--- START Extracted data ---

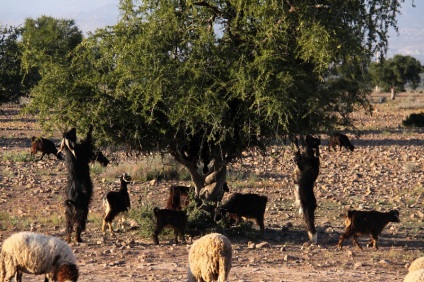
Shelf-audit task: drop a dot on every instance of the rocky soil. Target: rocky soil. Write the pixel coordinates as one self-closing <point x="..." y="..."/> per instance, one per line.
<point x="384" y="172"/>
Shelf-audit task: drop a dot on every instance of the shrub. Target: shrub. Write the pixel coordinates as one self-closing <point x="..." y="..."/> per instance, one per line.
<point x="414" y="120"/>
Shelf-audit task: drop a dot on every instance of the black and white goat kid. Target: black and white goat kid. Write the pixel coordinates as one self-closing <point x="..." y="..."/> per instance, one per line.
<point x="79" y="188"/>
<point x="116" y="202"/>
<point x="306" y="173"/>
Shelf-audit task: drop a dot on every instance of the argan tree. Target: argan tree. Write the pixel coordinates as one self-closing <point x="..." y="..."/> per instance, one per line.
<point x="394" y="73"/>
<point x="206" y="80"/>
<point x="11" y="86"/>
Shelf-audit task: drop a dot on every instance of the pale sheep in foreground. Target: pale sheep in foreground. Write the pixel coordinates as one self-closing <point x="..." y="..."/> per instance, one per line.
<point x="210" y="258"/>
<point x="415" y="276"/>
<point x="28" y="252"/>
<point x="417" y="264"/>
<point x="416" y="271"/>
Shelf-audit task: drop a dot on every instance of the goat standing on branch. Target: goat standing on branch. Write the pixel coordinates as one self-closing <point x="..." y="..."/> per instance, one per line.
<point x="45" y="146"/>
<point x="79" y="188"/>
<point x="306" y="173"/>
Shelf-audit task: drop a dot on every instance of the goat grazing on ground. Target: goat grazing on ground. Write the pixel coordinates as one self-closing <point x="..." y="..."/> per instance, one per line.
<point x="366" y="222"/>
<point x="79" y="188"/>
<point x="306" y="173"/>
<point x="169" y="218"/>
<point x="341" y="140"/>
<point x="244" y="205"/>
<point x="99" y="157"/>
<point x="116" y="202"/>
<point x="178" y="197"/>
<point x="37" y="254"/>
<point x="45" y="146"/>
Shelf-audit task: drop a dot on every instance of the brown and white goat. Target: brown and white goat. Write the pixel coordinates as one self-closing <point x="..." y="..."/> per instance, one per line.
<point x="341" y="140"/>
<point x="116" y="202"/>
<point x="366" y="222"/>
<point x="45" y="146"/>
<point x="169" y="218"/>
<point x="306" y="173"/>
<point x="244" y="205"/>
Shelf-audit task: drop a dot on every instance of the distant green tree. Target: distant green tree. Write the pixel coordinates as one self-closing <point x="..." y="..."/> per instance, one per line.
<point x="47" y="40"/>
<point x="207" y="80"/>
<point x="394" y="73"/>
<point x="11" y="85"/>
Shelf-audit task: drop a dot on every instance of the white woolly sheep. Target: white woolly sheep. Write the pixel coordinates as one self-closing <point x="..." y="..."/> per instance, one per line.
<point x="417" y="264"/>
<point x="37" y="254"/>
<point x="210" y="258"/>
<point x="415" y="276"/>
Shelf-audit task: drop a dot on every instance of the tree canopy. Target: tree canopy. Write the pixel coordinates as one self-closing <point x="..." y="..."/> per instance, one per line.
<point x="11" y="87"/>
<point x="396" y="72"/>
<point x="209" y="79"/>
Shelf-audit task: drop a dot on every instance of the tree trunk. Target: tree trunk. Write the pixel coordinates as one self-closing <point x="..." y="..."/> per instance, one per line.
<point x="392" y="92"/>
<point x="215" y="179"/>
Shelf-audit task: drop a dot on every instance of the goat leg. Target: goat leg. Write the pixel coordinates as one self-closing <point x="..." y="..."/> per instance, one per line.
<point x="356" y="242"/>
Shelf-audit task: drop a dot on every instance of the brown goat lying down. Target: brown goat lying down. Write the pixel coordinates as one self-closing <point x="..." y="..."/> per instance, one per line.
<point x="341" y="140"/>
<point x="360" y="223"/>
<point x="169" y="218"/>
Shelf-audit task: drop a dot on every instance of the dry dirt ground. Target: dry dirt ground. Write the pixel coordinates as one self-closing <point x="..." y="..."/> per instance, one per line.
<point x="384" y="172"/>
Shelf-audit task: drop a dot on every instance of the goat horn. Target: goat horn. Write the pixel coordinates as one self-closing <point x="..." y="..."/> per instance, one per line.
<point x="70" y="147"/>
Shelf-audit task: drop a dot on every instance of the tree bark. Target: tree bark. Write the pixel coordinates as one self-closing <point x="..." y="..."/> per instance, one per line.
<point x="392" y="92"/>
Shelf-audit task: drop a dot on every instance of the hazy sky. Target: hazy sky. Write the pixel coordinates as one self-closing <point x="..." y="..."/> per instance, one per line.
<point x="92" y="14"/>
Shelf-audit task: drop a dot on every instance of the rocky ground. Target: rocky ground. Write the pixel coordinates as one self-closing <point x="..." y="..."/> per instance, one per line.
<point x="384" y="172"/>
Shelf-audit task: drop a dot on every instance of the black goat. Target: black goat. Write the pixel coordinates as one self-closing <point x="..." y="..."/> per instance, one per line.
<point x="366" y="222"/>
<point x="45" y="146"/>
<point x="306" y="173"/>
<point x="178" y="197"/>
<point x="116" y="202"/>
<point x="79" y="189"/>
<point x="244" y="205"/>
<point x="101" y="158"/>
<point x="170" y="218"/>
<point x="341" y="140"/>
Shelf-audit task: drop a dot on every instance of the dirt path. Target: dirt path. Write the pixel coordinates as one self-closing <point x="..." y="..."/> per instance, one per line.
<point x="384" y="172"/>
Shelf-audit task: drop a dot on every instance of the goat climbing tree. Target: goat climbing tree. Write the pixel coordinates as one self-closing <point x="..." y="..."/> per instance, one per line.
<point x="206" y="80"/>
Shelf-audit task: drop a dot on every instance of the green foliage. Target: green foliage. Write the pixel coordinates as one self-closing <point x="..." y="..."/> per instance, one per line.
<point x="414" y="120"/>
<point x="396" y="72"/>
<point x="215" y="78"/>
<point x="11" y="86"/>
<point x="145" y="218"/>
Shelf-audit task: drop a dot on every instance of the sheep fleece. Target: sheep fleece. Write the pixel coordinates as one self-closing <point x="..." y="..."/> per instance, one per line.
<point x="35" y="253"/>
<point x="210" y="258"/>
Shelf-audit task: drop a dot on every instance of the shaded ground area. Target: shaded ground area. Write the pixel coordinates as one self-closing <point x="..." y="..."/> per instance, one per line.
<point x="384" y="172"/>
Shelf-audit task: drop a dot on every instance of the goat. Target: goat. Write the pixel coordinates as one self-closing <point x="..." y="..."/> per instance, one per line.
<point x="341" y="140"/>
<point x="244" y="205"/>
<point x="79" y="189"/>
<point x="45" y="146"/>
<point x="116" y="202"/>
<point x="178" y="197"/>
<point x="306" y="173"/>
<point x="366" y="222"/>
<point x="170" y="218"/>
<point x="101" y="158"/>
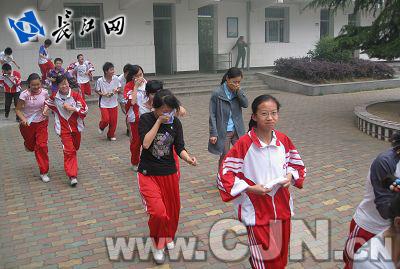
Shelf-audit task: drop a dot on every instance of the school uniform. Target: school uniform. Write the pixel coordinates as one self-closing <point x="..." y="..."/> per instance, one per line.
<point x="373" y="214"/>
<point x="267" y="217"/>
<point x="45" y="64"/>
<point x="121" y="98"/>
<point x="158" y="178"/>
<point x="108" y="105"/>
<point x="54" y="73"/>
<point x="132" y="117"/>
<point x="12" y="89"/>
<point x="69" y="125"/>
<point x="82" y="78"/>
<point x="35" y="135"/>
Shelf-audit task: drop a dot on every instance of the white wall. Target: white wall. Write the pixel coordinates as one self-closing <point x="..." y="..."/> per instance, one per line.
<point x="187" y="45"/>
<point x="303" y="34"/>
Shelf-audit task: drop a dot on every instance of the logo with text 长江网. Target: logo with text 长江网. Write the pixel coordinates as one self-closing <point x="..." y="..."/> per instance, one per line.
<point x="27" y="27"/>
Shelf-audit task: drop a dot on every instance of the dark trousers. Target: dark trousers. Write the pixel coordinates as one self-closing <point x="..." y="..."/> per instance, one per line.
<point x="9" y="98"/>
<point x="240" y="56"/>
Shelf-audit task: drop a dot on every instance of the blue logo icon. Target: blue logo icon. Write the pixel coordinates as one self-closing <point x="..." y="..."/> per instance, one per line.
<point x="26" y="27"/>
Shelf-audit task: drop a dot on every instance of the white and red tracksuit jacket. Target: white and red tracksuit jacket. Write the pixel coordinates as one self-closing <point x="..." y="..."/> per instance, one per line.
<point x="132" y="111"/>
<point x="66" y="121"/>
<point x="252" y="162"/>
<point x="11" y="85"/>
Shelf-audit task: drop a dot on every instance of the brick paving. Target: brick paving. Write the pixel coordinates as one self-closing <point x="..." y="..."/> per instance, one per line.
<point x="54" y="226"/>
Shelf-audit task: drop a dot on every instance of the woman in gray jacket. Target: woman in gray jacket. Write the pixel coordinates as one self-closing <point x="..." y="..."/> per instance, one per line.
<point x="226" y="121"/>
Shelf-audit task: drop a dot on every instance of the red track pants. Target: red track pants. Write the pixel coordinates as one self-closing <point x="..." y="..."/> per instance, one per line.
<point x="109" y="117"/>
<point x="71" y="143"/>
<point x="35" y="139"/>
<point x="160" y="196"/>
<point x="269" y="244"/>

--- END Extracted data ---

_Prompt:_
The line containing "Shelf-audit task: drop a dot on every instance of the brick" marks the start; retype it and each line after it through the end of the records above, exactly.

_Written solution:_
Shelf-audit task: drop a dot on every instance of the brick paving. Target: brick paving. Write the pixel coordinates as one self-closing <point x="..." y="..."/> per instance, one per line.
<point x="54" y="226"/>
Shelf-audit task: drop a dot on every instance of the woman in gray jacket. Target: woman in gray jacket. Write the pixel coordinates as one self-closing <point x="..." y="..."/> per instance, one per line.
<point x="226" y="121"/>
Shelf-audit task: drop a dot on every instance of the red track pants. Target: red track pants. Write the pixel coordinates as one self-closing <point x="..." y="..."/> per instance, one per line.
<point x="109" y="117"/>
<point x="71" y="143"/>
<point x="35" y="139"/>
<point x="160" y="196"/>
<point x="269" y="244"/>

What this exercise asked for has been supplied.